Identify every line in the records below that contains the string "broccoli", and copy each such line. Case counts.

═════ SUPPLIED RECORDS

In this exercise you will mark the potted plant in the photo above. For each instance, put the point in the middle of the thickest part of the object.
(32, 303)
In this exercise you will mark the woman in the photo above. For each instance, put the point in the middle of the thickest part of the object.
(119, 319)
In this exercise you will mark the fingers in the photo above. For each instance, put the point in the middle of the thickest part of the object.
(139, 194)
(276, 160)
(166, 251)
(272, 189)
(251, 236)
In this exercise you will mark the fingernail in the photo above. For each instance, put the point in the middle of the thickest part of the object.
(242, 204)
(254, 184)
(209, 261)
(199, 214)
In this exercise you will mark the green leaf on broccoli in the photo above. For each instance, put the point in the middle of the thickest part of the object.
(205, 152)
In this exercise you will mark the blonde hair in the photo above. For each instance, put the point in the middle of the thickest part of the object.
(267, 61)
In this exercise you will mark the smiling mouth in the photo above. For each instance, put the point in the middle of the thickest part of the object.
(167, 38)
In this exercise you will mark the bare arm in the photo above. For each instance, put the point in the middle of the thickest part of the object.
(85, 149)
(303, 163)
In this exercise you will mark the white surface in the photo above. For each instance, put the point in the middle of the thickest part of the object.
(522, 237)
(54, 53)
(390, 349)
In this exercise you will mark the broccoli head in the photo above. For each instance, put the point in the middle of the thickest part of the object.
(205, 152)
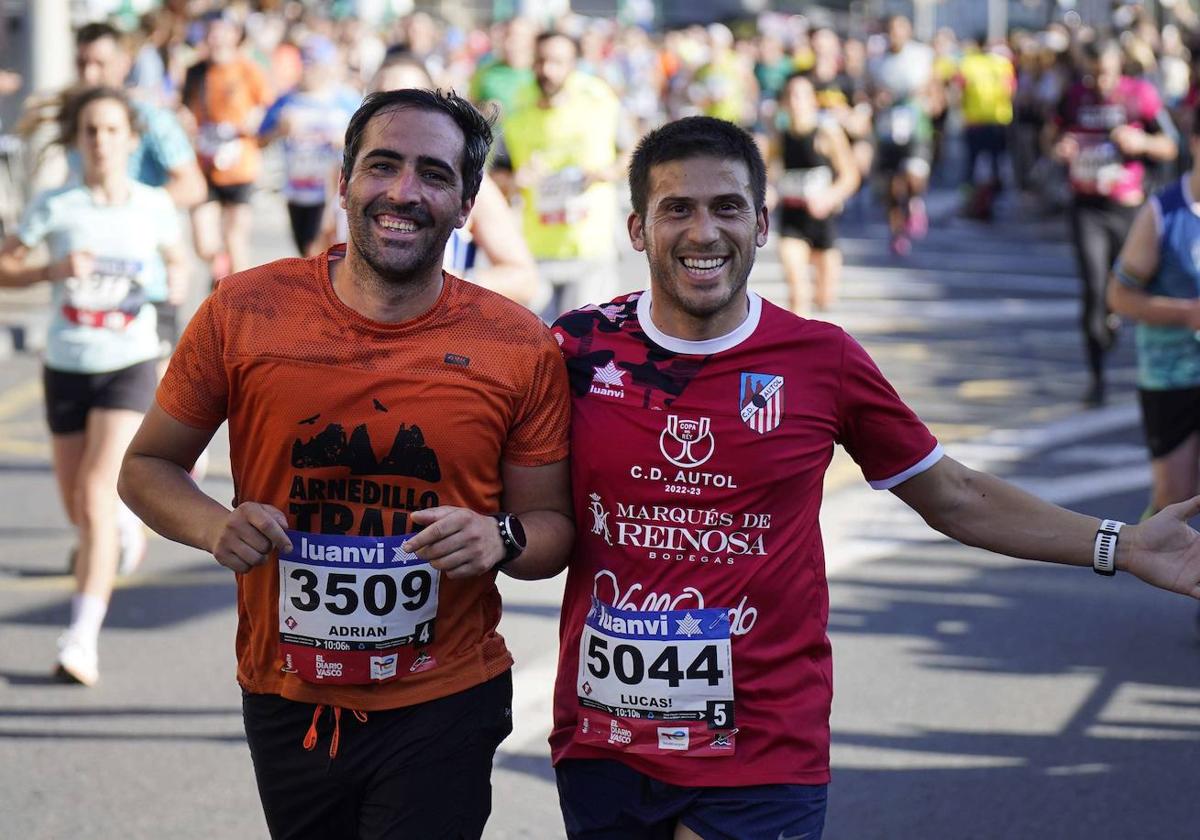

══════════

▶ **ANSWER**
In this exercise you will mark the green leaf on broccoli in the photo above. For each instance, put the point in the middle of the thickest part of the object.
In this exercise you will mark the broccoli head in the photo above. For each instance, put the point in the middle of the thickest part of the object.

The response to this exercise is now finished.